_TASK OBJECTIVE_
Count the lines in the data below that include the word "face", then state the total and nothing besides.

MATERIAL PROVIDED START

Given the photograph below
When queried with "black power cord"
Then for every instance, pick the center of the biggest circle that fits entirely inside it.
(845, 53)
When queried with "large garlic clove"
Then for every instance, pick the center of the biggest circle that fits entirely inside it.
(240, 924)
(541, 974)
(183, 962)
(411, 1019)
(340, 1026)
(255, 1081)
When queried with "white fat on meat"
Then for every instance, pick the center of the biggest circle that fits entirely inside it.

MATERIAL PROVIDED END
MATERIAL PROVIDED START

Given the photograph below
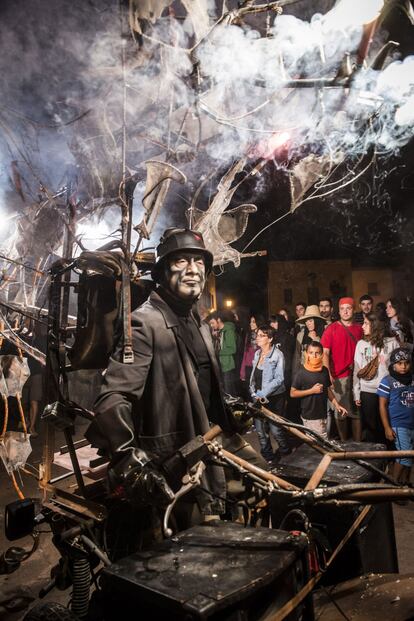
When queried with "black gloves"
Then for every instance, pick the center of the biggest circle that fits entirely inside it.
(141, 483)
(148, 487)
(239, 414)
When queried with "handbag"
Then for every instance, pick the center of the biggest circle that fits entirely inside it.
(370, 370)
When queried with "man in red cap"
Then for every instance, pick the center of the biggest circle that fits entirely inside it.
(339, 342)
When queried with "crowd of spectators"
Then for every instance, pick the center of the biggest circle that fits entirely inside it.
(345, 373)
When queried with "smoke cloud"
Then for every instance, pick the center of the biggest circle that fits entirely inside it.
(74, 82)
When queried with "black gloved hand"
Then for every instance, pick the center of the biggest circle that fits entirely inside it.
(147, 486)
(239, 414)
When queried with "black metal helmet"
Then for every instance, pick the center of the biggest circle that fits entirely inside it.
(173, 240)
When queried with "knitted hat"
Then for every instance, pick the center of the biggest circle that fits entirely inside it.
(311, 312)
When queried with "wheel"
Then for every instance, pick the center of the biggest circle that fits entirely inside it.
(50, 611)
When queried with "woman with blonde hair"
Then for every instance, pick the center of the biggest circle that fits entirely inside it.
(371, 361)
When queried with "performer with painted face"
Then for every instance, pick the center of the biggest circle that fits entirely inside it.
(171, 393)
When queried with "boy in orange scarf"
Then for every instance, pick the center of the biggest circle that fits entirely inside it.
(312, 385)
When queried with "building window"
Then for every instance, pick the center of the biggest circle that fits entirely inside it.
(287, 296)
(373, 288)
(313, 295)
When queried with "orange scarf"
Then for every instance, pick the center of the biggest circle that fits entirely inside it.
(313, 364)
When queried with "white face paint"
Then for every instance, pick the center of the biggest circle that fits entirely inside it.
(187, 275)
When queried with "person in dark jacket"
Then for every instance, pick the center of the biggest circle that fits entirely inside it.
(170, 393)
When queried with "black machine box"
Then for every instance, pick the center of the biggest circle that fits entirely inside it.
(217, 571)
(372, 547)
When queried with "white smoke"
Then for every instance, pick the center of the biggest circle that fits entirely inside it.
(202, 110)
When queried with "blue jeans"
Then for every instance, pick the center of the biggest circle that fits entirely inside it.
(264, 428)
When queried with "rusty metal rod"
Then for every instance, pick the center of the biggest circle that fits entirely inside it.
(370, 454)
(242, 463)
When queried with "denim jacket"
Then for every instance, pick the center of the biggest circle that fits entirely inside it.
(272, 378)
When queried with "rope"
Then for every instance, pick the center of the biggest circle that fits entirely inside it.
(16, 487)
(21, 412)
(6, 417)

MATERIAL PROVIDED END

_OUTPUT OF THE EXERCISE_
2